── RECORD EXCERPTS

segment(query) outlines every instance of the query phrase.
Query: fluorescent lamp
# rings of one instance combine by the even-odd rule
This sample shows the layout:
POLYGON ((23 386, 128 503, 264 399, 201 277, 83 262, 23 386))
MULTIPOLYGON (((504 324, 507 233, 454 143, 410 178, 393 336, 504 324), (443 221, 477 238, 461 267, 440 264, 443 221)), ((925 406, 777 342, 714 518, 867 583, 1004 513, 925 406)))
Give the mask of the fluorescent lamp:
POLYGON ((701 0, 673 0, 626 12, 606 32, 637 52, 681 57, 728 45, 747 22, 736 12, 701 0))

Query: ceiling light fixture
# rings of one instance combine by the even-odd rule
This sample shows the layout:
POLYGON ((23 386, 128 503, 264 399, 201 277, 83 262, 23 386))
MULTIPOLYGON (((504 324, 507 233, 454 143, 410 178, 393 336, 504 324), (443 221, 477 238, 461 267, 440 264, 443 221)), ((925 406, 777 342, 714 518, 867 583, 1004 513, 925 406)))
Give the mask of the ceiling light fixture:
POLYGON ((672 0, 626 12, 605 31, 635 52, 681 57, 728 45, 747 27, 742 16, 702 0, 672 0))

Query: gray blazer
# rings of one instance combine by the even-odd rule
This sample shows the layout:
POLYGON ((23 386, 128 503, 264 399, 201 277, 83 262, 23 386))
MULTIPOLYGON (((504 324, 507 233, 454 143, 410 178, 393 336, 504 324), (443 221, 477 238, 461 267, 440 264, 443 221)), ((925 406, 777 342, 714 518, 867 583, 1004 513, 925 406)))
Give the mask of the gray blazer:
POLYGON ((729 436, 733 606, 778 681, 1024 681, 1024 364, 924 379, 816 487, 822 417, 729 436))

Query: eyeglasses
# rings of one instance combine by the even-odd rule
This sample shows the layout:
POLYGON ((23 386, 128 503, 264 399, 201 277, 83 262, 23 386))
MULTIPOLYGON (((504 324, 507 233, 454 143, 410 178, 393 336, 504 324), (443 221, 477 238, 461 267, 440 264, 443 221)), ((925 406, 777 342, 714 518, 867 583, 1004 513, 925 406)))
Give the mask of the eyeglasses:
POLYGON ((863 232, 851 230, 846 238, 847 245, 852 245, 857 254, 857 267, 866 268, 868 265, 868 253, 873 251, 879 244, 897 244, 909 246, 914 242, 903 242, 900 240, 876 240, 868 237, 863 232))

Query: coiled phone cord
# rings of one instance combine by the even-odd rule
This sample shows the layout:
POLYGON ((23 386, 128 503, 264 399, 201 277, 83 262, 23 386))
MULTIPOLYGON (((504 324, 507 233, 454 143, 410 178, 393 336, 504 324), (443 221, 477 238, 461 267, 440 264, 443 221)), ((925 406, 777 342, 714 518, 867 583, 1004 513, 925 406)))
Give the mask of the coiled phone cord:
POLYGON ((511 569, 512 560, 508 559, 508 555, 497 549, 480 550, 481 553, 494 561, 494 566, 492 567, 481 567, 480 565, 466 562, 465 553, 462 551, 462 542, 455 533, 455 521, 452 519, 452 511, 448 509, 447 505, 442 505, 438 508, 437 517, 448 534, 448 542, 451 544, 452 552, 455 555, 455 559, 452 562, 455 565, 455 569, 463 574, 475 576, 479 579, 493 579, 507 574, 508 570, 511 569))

────

# PROMPT:
Word for word, copy the material above.

# TASK RESULT:
segment(query) outlines every instance of the query phrase.
Query: fluorescent lamp
# rings of one instance combine by the even-odd rule
This sample shows the layout:
POLYGON ((23 386, 128 503, 264 399, 201 277, 83 262, 23 386))
MULTIPOLYGON (((504 324, 507 233, 454 143, 410 178, 393 336, 504 324), (443 221, 477 238, 461 267, 440 264, 443 221)), ((925 406, 777 342, 714 518, 867 583, 1004 513, 925 406)))
Give the mask of the fluorescent lamp:
POLYGON ((701 0, 673 0, 626 12, 606 32, 637 52, 681 57, 728 45, 747 22, 736 12, 701 0))

Query: ceiling light fixture
# rings of one instance combine by the even-odd rule
This sample shows the layout:
POLYGON ((23 386, 128 503, 264 399, 201 277, 83 262, 23 386))
MULTIPOLYGON (((504 324, 507 233, 454 143, 410 178, 393 336, 504 324), (443 221, 477 238, 461 267, 440 264, 443 221)), ((925 406, 777 342, 714 518, 867 583, 1004 513, 925 406)))
Give the mask of the ceiling light fixture:
POLYGON ((672 0, 626 12, 605 31, 635 52, 681 57, 728 45, 747 27, 742 16, 702 0, 672 0))

Query: gray blazer
# rings of one instance combine by the even-odd rule
This sample shows the layout:
POLYGON ((23 386, 128 503, 264 399, 201 277, 83 262, 23 386))
MULTIPOLYGON (((504 324, 507 233, 454 143, 410 178, 393 336, 504 324), (443 221, 477 238, 461 267, 440 264, 443 221)), ((925 406, 777 342, 714 518, 867 583, 1004 513, 925 406)))
Give the mask of the gray blazer:
POLYGON ((729 436, 733 606, 778 681, 1024 681, 1024 364, 924 379, 816 487, 822 417, 729 436))

Query: eyeglasses
# rings of one instance combine by the even-odd rule
This sample shows the layout:
POLYGON ((23 386, 128 503, 264 399, 201 277, 83 262, 23 386))
MULTIPOLYGON (((504 324, 507 233, 454 143, 410 178, 393 336, 504 324), (443 221, 477 238, 461 267, 440 264, 443 221)), ((925 406, 777 342, 714 518, 867 583, 1004 513, 925 406)))
Give the mask of the eyeglasses:
POLYGON ((863 232, 851 230, 846 238, 847 245, 852 245, 857 254, 857 267, 866 268, 868 265, 868 253, 873 251, 879 244, 897 244, 909 246, 914 242, 903 242, 900 240, 876 240, 868 237, 863 232))

Query: coiled phone cord
# rings of one instance combine by the even-odd rule
This sample shows the layout:
POLYGON ((23 386, 128 503, 264 399, 201 277, 83 262, 23 386))
MULTIPOLYGON (((504 324, 507 233, 454 143, 410 178, 393 336, 504 324), (443 221, 477 238, 461 267, 440 264, 443 221)), ((925 406, 777 342, 714 518, 867 583, 1004 513, 925 406)))
Give the mask of the coiled phone cord:
POLYGON ((511 569, 512 560, 508 559, 508 555, 497 549, 480 550, 481 553, 494 561, 494 566, 492 567, 481 567, 480 565, 466 562, 465 553, 462 551, 462 542, 455 533, 455 521, 452 519, 452 511, 448 509, 447 505, 442 505, 438 508, 437 517, 448 534, 448 542, 451 544, 452 552, 455 555, 455 559, 452 562, 455 565, 455 569, 463 574, 475 576, 479 579, 493 579, 507 574, 508 570, 511 569))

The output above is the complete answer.